**Activity**
Could you print the full listing again, exactly as written?

**Provided records**
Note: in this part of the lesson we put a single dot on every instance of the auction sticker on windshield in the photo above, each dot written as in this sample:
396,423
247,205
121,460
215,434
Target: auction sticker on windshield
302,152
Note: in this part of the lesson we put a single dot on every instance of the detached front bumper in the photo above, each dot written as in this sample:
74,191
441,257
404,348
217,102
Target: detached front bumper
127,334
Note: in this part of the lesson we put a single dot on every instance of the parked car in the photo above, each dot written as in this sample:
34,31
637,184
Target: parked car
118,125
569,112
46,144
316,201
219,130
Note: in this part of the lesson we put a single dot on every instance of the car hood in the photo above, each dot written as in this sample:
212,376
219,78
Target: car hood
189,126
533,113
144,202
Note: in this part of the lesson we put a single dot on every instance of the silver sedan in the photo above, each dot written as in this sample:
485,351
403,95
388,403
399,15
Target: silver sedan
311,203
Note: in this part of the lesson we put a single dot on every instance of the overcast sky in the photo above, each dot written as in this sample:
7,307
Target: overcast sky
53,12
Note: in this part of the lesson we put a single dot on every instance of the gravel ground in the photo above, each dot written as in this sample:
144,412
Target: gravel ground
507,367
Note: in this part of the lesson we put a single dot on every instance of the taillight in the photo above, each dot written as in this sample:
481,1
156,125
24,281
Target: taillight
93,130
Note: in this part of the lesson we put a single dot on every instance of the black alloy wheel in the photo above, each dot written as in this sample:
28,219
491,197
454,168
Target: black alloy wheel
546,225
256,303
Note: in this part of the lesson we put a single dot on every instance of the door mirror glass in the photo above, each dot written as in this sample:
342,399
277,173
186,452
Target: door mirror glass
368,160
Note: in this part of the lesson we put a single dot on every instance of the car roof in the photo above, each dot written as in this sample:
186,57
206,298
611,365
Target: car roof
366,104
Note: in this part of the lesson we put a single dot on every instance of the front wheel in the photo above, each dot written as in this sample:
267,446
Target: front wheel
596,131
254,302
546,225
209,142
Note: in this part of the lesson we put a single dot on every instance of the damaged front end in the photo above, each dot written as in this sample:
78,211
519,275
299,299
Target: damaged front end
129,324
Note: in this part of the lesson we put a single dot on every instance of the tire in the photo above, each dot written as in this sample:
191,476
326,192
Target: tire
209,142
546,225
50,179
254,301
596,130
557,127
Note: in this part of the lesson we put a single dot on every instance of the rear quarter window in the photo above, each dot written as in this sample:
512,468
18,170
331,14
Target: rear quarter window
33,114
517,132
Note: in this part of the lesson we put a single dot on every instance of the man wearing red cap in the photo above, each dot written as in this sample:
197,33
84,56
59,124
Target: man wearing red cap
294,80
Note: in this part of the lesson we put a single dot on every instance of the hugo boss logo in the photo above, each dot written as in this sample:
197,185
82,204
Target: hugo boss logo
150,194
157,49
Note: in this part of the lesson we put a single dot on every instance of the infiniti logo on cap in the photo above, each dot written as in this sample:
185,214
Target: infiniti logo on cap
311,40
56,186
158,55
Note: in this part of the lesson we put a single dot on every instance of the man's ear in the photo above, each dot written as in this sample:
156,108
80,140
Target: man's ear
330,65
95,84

**Output of the exercise**
Note: in this part of the lesson we put a single dot on every instance of the auction sticker on windshield in the photo above, each dot written as in this sample:
396,423
247,205
121,460
215,434
Target: auction sticker on windshield
302,152
Note: in this part of the lesson we put a single dot on every instance of the detached front bumper in the photo above, each dot written as in this sample:
74,191
441,257
404,348
217,102
Target: detached front bumper
127,334
Note: in this part of the lesson we put a single dot on every instance of the parked car in the photo above, each dot written as in this sample:
34,31
637,184
Target: parked car
118,125
569,112
46,144
316,201
219,130
Note: in this part of the lesson we put a single dot on every instance of the car hood in the photo above, each dot written as in this sample:
212,376
219,78
Target: car hood
189,126
533,113
144,202
Note: in this part of the lesson we put a single dot on every instance of the silver sedan in the photo above, each dot written as in this sample:
485,351
403,95
388,403
399,15
Target: silver sedan
311,203
Note: in this part of the lesson we put a single dot on every instance of the overcast sky in the photo above, each dot written as in this sample:
7,307
Target: overcast sky
53,12
Note: in this part of the lesson we put a single dot on every instance of the gravel ground in the photo above, each dot written as in this sample:
144,412
Target: gravel ground
507,367
Note: in this part of the lesson we put a single dot on every instance of the taillight in the photo above, each dot written as in this sample:
481,1
156,125
24,281
Target: taillight
93,130
Note: in this part of the lesson we put a single dot on every instance of the black alloy wheel in the photo above, each dot written as in this sample:
28,219
491,197
454,168
Target: black alloy wheel
546,225
256,303
Note: in this part of the lesson we put a single dot on every instance of the door mirror glass in the photo above, each dot written as in this sample:
342,399
277,173
186,452
Target: door mirror glass
368,160
Note: in this part of the lesson we put a single dot on every instance of the car roof in the photo above, each dot written as in this sample:
186,57
206,298
611,365
Target: car roof
366,104
Note: in this part of the lesson we put a single dot on every instance of the front wheel in the photo above, each dot written as in this sample:
267,446
Target: front wheel
596,131
254,302
546,225
209,142
Note: in this part of the lesson we put a single dot on every instance of the damaged front end in the photo above, each dot written as in this sample:
78,211
519,275
299,299
Target: damaged front end
129,324
Note: in this part of the lesson we put a single dot on every instance of the tire in the photo above, each dot written as in this sample:
191,476
326,192
Target: tire
209,142
546,225
50,179
254,301
596,130
557,127
Note: in this part of the lesson we put a single dot on every instance of the rear quarter window in the photo above, each dot written as in this sample:
512,468
18,170
331,14
Target: rear quarter window
33,114
517,132
Note: in this part of the lesson we put a single dot on every instance of the man wearing red cap in the photo above, each dot written as in this sample:
197,33
84,56
59,124
Target: man wearing red cap
294,80
Note: in this part of the lesson we put a single dot on every instance of the hugo boss logo in the photo above, each dot written as in this sample:
197,185
82,204
Target: hugo boss logo
150,194
157,49
Note: in this part of the lesson we put a single dot on every instance of the infiniti logo on cap in the photo above, each dot written as in this sample:
185,214
Target: infiniti logo on cap
311,40
56,186
158,55
Note: in this part of the lesson we put a single dot on every instance of the man's ear in the photo above, each dot written as in this sample:
156,108
80,140
Target: man's ear
330,65
95,84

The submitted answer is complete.